◆ **Challenge**
Arrange every line of the material below as a numbered list, skipping blank lines and leaving out the pictures.

*** Provided material

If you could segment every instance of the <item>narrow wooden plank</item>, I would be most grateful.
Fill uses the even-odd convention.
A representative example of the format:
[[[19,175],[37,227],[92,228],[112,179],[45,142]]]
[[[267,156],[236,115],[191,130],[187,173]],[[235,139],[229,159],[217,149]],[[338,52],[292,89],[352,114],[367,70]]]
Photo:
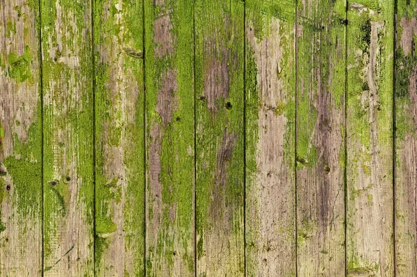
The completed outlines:
[[[299,276],[345,274],[345,10],[344,0],[298,2]]]
[[[195,10],[197,276],[243,276],[244,3]]]
[[[41,0],[44,276],[94,276],[92,7]]]
[[[194,276],[192,0],[145,0],[146,274]]]
[[[395,270],[417,276],[417,1],[398,0],[395,14]]]
[[[95,1],[97,276],[145,276],[142,7]]]
[[[393,276],[394,1],[348,9],[347,269]]]
[[[247,276],[295,276],[295,1],[246,5]]]
[[[42,273],[38,1],[0,1],[0,276]]]

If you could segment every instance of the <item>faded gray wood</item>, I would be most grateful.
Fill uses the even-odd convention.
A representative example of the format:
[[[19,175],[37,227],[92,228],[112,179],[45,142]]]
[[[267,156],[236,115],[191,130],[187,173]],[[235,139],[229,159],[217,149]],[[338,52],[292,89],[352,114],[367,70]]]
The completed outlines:
[[[295,1],[245,3],[247,276],[295,276]]]
[[[395,274],[417,276],[417,2],[395,15]]]
[[[95,1],[97,276],[145,276],[142,5]]]
[[[40,3],[44,276],[93,276],[92,3]]]
[[[297,15],[298,276],[345,275],[345,1]]]
[[[393,276],[394,1],[348,9],[348,275]]]

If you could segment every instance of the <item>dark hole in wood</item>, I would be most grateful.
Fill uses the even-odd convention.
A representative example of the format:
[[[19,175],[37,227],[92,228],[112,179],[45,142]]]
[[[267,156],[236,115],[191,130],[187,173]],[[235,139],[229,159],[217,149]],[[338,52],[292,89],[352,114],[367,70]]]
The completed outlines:
[[[329,166],[326,165],[325,167],[325,172],[326,172],[326,174],[328,174],[330,172],[330,169],[331,169],[331,168]]]

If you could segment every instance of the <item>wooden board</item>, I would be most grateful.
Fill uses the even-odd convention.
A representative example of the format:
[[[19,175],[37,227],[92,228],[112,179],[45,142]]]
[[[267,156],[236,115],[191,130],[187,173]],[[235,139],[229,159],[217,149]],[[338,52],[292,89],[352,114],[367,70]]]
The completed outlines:
[[[345,274],[345,1],[299,2],[297,233],[300,276]]]
[[[142,6],[95,1],[97,276],[145,276]]]
[[[37,1],[0,3],[0,276],[42,272],[42,108]]]
[[[197,0],[197,276],[243,276],[244,6]]]
[[[41,0],[44,276],[94,276],[92,7]]]
[[[195,275],[193,3],[145,3],[147,276]]]
[[[295,1],[246,3],[246,267],[295,276]]]
[[[348,276],[393,276],[394,1],[348,9]]]
[[[417,276],[417,1],[400,0],[395,15],[395,270]]]

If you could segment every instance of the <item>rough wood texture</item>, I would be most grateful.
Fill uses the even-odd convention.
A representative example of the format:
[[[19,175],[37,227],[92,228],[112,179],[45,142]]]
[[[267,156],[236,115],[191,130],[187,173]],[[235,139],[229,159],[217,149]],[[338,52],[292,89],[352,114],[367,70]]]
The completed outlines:
[[[417,276],[417,1],[395,15],[396,276]]]
[[[142,6],[95,2],[97,276],[145,275]]]
[[[243,276],[243,2],[195,10],[197,276]]]
[[[394,1],[348,9],[347,270],[393,276]]]
[[[192,0],[145,0],[146,271],[194,276]]]
[[[297,7],[300,276],[345,274],[345,4],[309,0]]]
[[[247,276],[295,276],[295,1],[246,3]]]
[[[90,1],[42,0],[44,276],[94,276]]]
[[[42,272],[39,5],[0,1],[0,276]]]

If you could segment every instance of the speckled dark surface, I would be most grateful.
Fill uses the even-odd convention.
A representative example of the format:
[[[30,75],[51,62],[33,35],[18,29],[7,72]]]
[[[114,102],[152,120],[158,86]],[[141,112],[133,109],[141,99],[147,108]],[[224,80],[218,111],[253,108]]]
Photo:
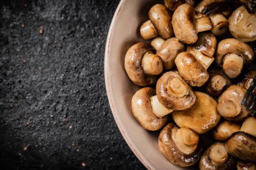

******

◆ **Result of the task**
1. If you could segment every instance of the <item>narrow wooden plank</item>, I would be most grateful.
2. Fill uses the even-odd convention.
3. A representative example of the format:
4. [[[19,175],[37,227],[92,228],[112,179],[45,142]]]
5. [[[267,156],[236,115],[191,130],[187,173]],[[235,139],[229,159],[217,149]],[[338,52],[292,89],[352,114],[367,70]]]
6. Photo:
7. The completed outlines:
8. [[[299,276],[345,274],[345,10],[344,0],[298,2]]]
9. [[[195,10],[197,276],[243,276],[244,3]]]
10. [[[41,0],[44,276],[94,276],[92,7]]]
11. [[[194,276],[192,0],[145,0],[146,274]]]
12. [[[395,270],[417,276],[417,1],[398,0],[395,14]]]
13. [[[95,1],[97,276],[145,276],[142,7]]]
14. [[[393,276],[394,1],[348,9],[347,269]]]
15. [[[247,276],[295,276],[295,1],[246,5]]]
16. [[[42,273],[38,1],[0,1],[0,276]]]
17. If you could segment every instance of the <item>faded gray wood</item>, I would be most grateful.
18. Fill uses the even-odd convention.
19. A representative example of the format:
20. [[[19,175],[37,227],[92,228],[112,179],[45,142]]]
21. [[[267,156],[236,115],[191,130],[187,173]],[[235,139],[229,159],[217,149]],[[338,52],[292,89],[352,114],[367,70]]]
22. The completed outlines:
23. [[[295,1],[245,3],[247,276],[295,276]]]
24. [[[395,274],[417,276],[417,2],[395,15]]]
25. [[[95,1],[97,276],[145,276],[142,5]]]
26. [[[40,3],[44,276],[93,276],[92,3]]]
27. [[[297,15],[298,276],[345,275],[345,1]]]
28. [[[393,276],[394,1],[348,9],[348,275]]]
29. If you could segment every instance of the <item>dark hole in wood</item>, I would be most grateful.
30. Fill uses the even-odd convention.
31. A representative example of the format:
32. [[[19,175],[37,227],[92,228],[112,179],[45,142]]]
33. [[[267,156],[236,115],[191,130],[187,173]],[[235,139],[229,159],[217,149]],[[338,52],[292,89],[352,114],[367,70]]]
34. The completed outlines:
35. [[[329,166],[326,165],[325,167],[325,172],[326,172],[326,174],[328,174],[330,172],[330,169],[331,169],[331,168]]]
36. If you could segment every instance of the <item>wooden board</item>, I would be most grateful.
37. Fill uses the even-odd convention.
38. A representative example of the format:
39. [[[19,175],[37,227],[92,228],[112,179],[45,142]]]
40. [[[267,156],[236,115],[191,130],[187,173]],[[235,139],[229,159],[217,149]],[[338,52],[292,89],[352,114],[367,70]]]
41. The completed outlines:
42. [[[345,274],[345,1],[299,2],[297,233],[300,276]]]
43. [[[142,6],[95,1],[97,276],[145,276]]]
44. [[[37,1],[0,3],[0,276],[42,272],[42,108]]]
45. [[[197,0],[197,276],[243,276],[244,6]]]
46. [[[41,0],[44,276],[94,276],[92,7]]]
47. [[[195,275],[193,3],[145,3],[147,276]]]
48. [[[295,1],[246,3],[246,267],[295,276]]]
49. [[[348,276],[393,276],[394,1],[348,9]]]
50. [[[417,276],[417,1],[400,0],[395,15],[395,270]]]
51. If you could segment every instance of the <item>rough wood texture</item>, I would be most grateful.
52. Fill uses the even-odd convention.
53. A representative example of the format:
54. [[[19,175],[37,227],[92,228],[112,179],[45,142]]]
55. [[[267,156],[236,115],[191,130],[187,173]],[[235,139],[229,159],[217,149]],[[338,52],[292,89],[352,114],[367,70]]]
56. The completed outlines:
57. [[[417,276],[417,1],[395,15],[396,276]]]
58. [[[142,6],[95,2],[97,276],[145,275]]]
59. [[[243,276],[243,2],[195,10],[197,276]]]
60. [[[394,1],[348,9],[347,270],[393,276]]]
61. [[[192,0],[145,0],[146,271],[194,276]]]
62. [[[297,7],[300,276],[345,274],[345,4],[309,0]]]
63. [[[247,276],[295,276],[295,1],[246,3]]]
64. [[[90,1],[42,0],[44,276],[94,276]]]
65. [[[42,272],[39,5],[0,1],[0,276]]]
66. If you could segment every instance of the speckled dark surface, I would be most grateful.
67. Fill uses the even-odd convention.
68. A representative example of the format:
69. [[[30,75],[51,62],[33,35],[18,29],[7,72]]]
70. [[[114,102],[152,120],[158,86]],[[141,112],[133,109],[141,99],[147,108]],[[224,80],[218,111],[253,108]]]
71. Photo:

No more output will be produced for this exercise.